> _What you are asked to do_: Locate the line containing "Could you please locate the stone monument" in the material below. Copy that line and all following lines through the end exactly, omitting any pictures.
**** Exercise inputs
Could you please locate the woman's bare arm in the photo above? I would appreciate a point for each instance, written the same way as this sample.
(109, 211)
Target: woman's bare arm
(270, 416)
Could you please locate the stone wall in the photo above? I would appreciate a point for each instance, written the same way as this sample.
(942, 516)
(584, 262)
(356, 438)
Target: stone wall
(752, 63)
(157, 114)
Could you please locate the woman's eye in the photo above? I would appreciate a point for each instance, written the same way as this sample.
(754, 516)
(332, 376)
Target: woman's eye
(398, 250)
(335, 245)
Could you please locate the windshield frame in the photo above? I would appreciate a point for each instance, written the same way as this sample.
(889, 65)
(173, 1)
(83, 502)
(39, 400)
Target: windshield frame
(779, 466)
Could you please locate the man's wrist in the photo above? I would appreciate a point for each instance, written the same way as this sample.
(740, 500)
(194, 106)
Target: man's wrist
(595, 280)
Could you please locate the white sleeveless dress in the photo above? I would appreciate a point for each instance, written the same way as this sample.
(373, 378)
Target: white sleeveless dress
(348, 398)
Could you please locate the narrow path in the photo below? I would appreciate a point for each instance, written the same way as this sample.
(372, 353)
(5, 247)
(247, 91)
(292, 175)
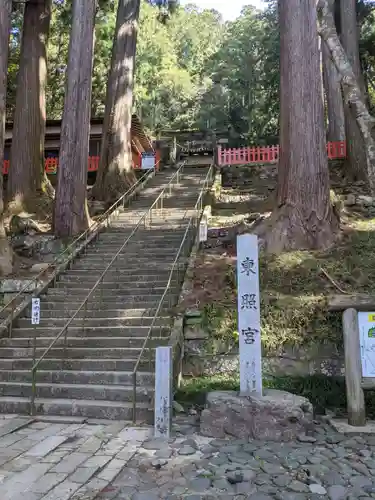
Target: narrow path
(91, 375)
(96, 460)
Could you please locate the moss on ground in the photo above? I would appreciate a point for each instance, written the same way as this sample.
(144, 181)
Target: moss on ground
(323, 392)
(294, 289)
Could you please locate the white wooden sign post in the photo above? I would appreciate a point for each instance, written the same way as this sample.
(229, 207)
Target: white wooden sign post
(163, 391)
(249, 314)
(35, 311)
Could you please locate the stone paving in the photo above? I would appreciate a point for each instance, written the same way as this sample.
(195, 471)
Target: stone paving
(62, 461)
(111, 461)
(323, 465)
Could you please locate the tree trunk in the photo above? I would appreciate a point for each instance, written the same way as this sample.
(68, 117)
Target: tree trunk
(115, 173)
(28, 185)
(332, 85)
(353, 96)
(71, 213)
(303, 218)
(6, 256)
(350, 42)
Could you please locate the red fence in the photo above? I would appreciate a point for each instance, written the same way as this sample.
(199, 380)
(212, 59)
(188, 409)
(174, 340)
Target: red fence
(51, 164)
(269, 154)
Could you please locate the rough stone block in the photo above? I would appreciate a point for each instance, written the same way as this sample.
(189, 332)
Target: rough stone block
(276, 416)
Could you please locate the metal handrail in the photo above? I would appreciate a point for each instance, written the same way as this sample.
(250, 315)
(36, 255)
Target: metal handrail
(103, 218)
(198, 207)
(99, 281)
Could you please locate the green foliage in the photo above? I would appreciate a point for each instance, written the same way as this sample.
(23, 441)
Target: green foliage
(193, 70)
(325, 393)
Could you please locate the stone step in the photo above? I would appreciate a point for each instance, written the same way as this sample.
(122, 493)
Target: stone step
(107, 289)
(73, 352)
(84, 342)
(125, 302)
(78, 322)
(79, 377)
(86, 364)
(109, 282)
(152, 241)
(114, 309)
(146, 273)
(126, 258)
(140, 263)
(99, 331)
(94, 392)
(106, 251)
(110, 410)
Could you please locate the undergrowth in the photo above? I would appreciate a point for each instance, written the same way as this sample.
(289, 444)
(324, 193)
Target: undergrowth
(323, 392)
(293, 287)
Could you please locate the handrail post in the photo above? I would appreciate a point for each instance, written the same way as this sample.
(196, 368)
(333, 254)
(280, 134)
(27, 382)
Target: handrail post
(65, 340)
(134, 396)
(33, 391)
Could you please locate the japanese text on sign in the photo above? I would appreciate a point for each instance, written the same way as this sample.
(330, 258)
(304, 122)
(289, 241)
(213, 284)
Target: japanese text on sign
(249, 314)
(35, 311)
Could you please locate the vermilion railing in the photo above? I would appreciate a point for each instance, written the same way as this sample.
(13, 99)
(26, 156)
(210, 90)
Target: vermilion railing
(269, 154)
(51, 164)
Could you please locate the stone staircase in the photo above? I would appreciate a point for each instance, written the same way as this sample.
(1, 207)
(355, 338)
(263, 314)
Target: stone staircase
(91, 375)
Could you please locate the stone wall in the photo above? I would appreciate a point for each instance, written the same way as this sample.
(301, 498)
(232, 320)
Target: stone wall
(205, 355)
(241, 176)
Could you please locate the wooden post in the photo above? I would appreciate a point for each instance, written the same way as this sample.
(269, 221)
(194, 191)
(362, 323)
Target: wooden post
(163, 391)
(353, 371)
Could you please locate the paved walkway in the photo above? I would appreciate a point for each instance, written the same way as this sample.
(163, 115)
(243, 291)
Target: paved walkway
(108, 461)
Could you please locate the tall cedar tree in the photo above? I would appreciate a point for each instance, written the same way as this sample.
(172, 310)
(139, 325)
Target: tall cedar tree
(115, 172)
(350, 42)
(303, 218)
(334, 98)
(6, 255)
(71, 213)
(27, 181)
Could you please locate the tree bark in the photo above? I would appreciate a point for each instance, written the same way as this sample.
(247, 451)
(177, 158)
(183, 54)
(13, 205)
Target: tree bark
(303, 218)
(335, 104)
(353, 96)
(115, 173)
(350, 42)
(6, 256)
(28, 185)
(71, 213)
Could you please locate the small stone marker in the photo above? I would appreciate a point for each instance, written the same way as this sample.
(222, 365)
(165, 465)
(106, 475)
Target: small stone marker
(35, 311)
(353, 370)
(163, 391)
(249, 314)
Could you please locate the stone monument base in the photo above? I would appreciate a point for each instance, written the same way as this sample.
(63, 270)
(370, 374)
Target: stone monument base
(275, 416)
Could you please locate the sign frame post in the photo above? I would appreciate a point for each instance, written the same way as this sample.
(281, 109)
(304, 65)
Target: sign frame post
(248, 303)
(35, 321)
(203, 229)
(163, 392)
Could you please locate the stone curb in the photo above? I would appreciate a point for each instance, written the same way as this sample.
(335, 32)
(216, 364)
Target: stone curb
(4, 326)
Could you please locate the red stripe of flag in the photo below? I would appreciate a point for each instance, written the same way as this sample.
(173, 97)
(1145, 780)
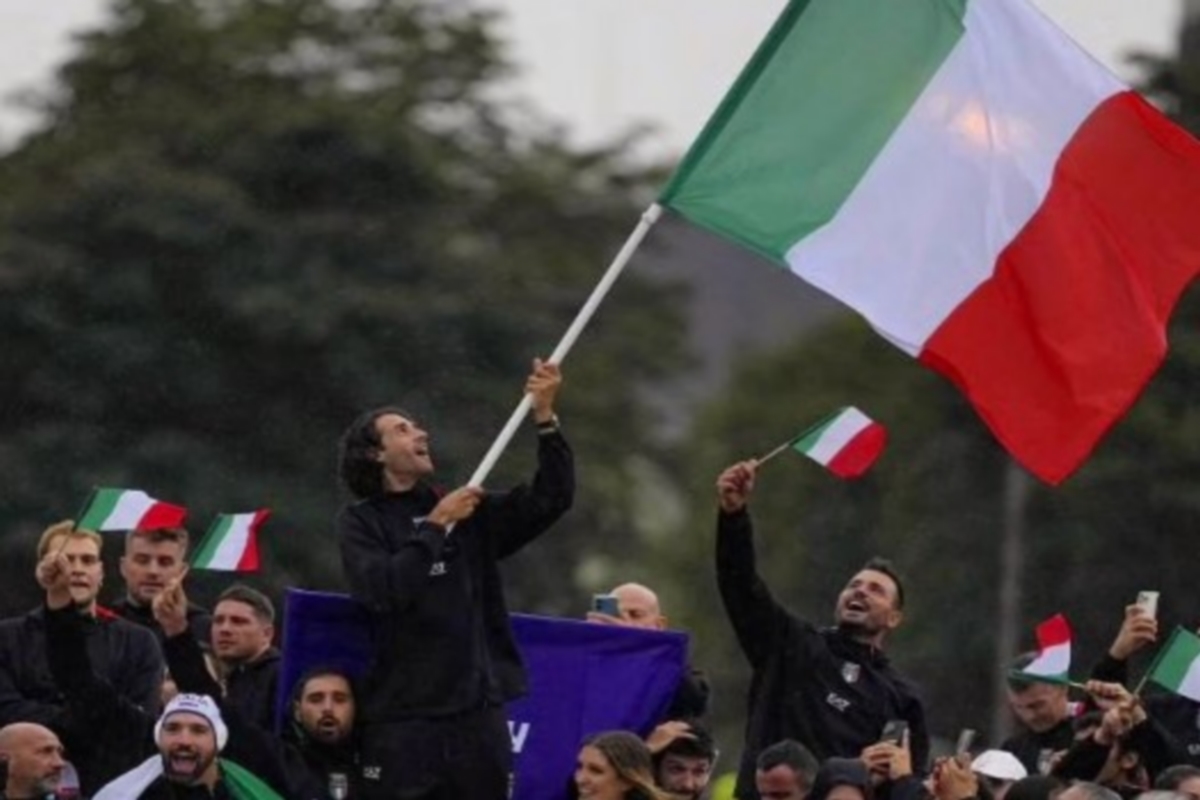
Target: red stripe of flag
********
> _The reply_:
Could you please locate the stone monument base in the photo above? I would appreciate a point for each instance, written the same way as this sample.
(63, 270)
(370, 374)
Target: stone monument base
(275, 416)
Could you please locate the sign frame post in the photo above? I would appreciate a point for each instance, written the same way as this sample.
(281, 109)
(304, 65)
Target: sign frame post
(248, 303)
(35, 321)
(203, 229)
(163, 392)
Could you please locate the stone curb in the photo above? I would appreciate a point for each instance, written the same way as this sample.
(335, 32)
(216, 364)
Target: stone curb
(4, 326)
Could you please locate the red stripe of flag in the photo below? I would appreciate a point for each instance, written the same way as this sample.
(173, 97)
(1145, 780)
Target: red stripe of flag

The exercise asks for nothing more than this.